# Start of Raw data

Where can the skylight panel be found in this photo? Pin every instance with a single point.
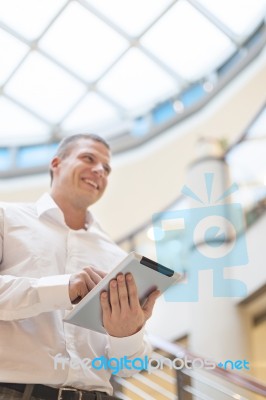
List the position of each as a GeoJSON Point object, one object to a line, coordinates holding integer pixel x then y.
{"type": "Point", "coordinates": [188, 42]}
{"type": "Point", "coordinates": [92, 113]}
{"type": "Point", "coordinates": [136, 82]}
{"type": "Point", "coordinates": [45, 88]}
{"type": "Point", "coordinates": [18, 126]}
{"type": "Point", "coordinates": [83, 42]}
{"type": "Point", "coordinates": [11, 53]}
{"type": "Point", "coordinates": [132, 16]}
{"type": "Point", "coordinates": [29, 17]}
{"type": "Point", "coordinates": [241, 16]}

# End of Raw data

Make an exact copy of the data, leaving its pictures out.

Task response:
Where can the skylight panel be found in this photo? Pin every instance with a single point.
List the position of each as a GeoJSON Point object, one object to a line, coordinates holding integer pixel x then y.
{"type": "Point", "coordinates": [188, 42]}
{"type": "Point", "coordinates": [92, 113]}
{"type": "Point", "coordinates": [136, 82]}
{"type": "Point", "coordinates": [45, 88]}
{"type": "Point", "coordinates": [18, 126]}
{"type": "Point", "coordinates": [83, 42]}
{"type": "Point", "coordinates": [11, 53]}
{"type": "Point", "coordinates": [132, 16]}
{"type": "Point", "coordinates": [29, 17]}
{"type": "Point", "coordinates": [241, 16]}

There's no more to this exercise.